> _WHAT THE TASK REQUIRES_
Copy all the records below, changing every "rough mask" to "coarse mask" and keeping everything else as it is. Leave the pictures out.

○ ○ ○ ○ ○ ○ ○

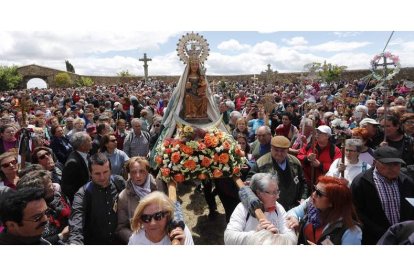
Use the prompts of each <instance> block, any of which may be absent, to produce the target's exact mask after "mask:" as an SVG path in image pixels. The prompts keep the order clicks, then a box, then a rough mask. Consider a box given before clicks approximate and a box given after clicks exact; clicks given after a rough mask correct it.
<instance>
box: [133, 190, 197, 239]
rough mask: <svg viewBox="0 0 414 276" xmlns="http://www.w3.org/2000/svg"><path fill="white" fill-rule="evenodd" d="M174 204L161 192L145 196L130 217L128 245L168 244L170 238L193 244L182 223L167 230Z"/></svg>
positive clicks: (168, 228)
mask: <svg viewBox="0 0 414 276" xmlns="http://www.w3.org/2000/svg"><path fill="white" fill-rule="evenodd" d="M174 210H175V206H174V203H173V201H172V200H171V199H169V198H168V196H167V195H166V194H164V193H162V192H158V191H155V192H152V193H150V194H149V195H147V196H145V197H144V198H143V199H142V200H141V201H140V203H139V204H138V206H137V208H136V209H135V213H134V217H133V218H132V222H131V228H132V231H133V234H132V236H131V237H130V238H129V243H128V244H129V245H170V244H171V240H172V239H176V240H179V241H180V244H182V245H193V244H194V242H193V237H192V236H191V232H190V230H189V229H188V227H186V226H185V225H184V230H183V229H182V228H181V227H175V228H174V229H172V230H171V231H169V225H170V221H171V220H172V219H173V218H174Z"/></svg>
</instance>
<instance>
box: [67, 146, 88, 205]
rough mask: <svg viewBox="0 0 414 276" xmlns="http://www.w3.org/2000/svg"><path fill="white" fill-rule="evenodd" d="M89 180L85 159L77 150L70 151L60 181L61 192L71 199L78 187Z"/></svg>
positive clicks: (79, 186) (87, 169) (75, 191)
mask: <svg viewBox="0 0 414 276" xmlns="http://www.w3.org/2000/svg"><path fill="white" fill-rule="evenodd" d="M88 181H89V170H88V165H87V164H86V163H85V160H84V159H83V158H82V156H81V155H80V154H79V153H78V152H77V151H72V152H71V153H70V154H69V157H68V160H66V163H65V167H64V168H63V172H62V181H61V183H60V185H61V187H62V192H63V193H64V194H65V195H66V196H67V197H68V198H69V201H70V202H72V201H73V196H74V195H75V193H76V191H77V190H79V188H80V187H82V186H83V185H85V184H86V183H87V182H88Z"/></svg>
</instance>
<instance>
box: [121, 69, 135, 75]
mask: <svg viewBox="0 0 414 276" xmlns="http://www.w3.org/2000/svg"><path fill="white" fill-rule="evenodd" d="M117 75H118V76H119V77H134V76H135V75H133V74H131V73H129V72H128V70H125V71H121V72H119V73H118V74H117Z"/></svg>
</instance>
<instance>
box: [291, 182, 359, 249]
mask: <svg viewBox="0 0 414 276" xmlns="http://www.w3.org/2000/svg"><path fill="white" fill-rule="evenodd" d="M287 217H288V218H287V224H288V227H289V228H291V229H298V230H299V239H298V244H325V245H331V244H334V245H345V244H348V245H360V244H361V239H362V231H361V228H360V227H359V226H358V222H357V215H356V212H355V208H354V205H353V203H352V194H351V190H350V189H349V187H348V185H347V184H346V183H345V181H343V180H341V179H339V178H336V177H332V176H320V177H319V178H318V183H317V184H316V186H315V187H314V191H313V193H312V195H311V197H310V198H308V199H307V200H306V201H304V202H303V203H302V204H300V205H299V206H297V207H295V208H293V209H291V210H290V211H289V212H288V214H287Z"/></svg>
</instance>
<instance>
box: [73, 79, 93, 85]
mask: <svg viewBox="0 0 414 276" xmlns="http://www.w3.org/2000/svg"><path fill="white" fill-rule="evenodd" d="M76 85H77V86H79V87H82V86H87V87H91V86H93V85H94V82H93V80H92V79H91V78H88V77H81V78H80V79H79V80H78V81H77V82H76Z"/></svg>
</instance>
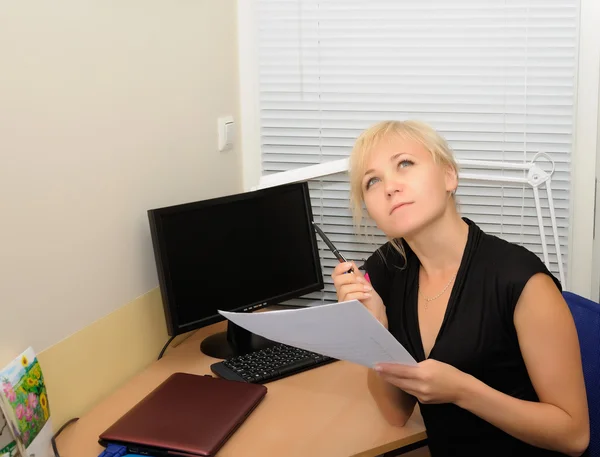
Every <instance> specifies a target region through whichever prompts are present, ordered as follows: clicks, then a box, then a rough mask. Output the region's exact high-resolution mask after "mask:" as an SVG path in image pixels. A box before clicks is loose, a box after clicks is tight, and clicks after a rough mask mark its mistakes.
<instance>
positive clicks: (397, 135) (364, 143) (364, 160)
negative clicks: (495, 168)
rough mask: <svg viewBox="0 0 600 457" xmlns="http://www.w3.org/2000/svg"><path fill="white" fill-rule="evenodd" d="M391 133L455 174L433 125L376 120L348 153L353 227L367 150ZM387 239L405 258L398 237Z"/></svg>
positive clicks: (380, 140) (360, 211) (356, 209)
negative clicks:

○ ○ ○ ○ ○ ○ ○

> _EXERCISE OUTPUT_
Use the prompts of each <instance> block, any of which may be absent, to produce the target's exact mask after "mask:" as an SVG path in image pixels. The prompts keep the order clicks, then a box, then a coarse mask. Consider a box given before clicks approximate and a box given after clicks exact; clicks given after a coarse mask correct it.
<instance>
box: [133, 190, 197, 239]
coarse mask: <svg viewBox="0 0 414 276" xmlns="http://www.w3.org/2000/svg"><path fill="white" fill-rule="evenodd" d="M174 204L161 192L145 196L130 217L128 245L168 244L170 238L193 244L182 223L167 230Z"/></svg>
positive clicks: (168, 228)
mask: <svg viewBox="0 0 414 276" xmlns="http://www.w3.org/2000/svg"><path fill="white" fill-rule="evenodd" d="M174 210H175V206H174V203H173V201H172V200H171V199H169V198H168V196H167V195H166V194H164V193H162V192H158V191H155V192H152V193H150V194H149V195H147V196H145V197H144V198H143V199H142V200H141V201H140V203H139V204H138V206H137V208H136V209H135V213H134V217H133V218H132V222H131V228H132V231H133V234H132V236H131V237H130V238H129V243H128V244H129V245H170V244H171V240H172V239H176V240H179V241H180V244H182V245H193V244H194V242H193V237H192V236H191V232H190V230H189V229H188V227H186V226H185V225H184V230H183V229H182V228H181V227H175V228H174V229H172V230H171V231H169V225H170V221H171V220H172V219H173V218H174Z"/></svg>
</instance>
<instance>
box: [67, 146, 88, 205]
coarse mask: <svg viewBox="0 0 414 276" xmlns="http://www.w3.org/2000/svg"><path fill="white" fill-rule="evenodd" d="M89 180L85 159L77 150L70 151L60 181L61 192L71 199L78 187Z"/></svg>
positive clicks: (79, 186) (87, 169) (75, 191)
mask: <svg viewBox="0 0 414 276" xmlns="http://www.w3.org/2000/svg"><path fill="white" fill-rule="evenodd" d="M88 181H89V170H88V165H87V164H86V163H85V160H84V159H83V158H82V156H81V155H80V154H79V153H78V152H77V151H72V152H71V153H70V154H69V157H68V160H66V163H65V167H64V168H63V172H62V181H61V183H60V185H61V187H62V192H63V193H64V194H65V195H66V196H67V197H68V198H69V201H70V202H72V201H73V196H74V195H75V193H76V191H77V190H79V188H80V187H82V186H83V185H85V184H86V183H87V182H88Z"/></svg>
</instance>
<instance>
box: [121, 69, 135, 75]
mask: <svg viewBox="0 0 414 276" xmlns="http://www.w3.org/2000/svg"><path fill="white" fill-rule="evenodd" d="M117 75H118V76H119V77H134V76H135V75H133V74H131V73H129V72H128V70H125V71H121V72H119V73H118V74H117Z"/></svg>
</instance>
<instance>
box: [291, 182, 359, 249]
mask: <svg viewBox="0 0 414 276" xmlns="http://www.w3.org/2000/svg"><path fill="white" fill-rule="evenodd" d="M287 217H288V218H287V224H288V227H289V228H291V229H298V230H299V239H298V244H325V245H331V244H334V245H345V244H348V245H360V244H361V239H362V231H361V228H360V227H359V226H358V222H357V215H356V212H355V208H354V205H353V203H352V194H351V190H350V189H349V187H348V185H347V184H346V183H345V181H343V180H341V179H339V178H336V177H332V176H320V177H319V178H318V183H317V184H316V186H315V187H314V191H313V193H312V195H311V197H310V198H308V199H307V200H306V201H304V202H303V203H302V204H300V205H299V206H297V207H295V208H293V209H291V210H290V211H289V212H288V214H287Z"/></svg>
</instance>
<instance>
box: [73, 79, 93, 85]
mask: <svg viewBox="0 0 414 276" xmlns="http://www.w3.org/2000/svg"><path fill="white" fill-rule="evenodd" d="M76 85H77V86H79V87H82V86H87V87H91V86H93V85H94V82H93V80H92V79H91V78H88V77H81V78H80V79H79V80H78V81H77V82H76Z"/></svg>
</instance>
Every <instance> specifies a target region through whichever prompts are present, ordered as follows: clicks, then a box, then a coarse mask. Output the region's exact high-resolution mask after "mask:" as an SVG path in image pixels. A box before clicks is loose, a box after clicks is tight, and clicks after a coarse mask mark its mistakes.
<instance>
positive clicks: (397, 135) (364, 143) (364, 160)
negative clicks: (495, 168)
coarse mask: <svg viewBox="0 0 600 457" xmlns="http://www.w3.org/2000/svg"><path fill="white" fill-rule="evenodd" d="M391 133L455 174L433 125L376 120L348 153L353 227L367 150ZM387 239L405 258L398 237Z"/></svg>
positive clicks: (380, 140) (360, 211) (356, 209)
negative clicks:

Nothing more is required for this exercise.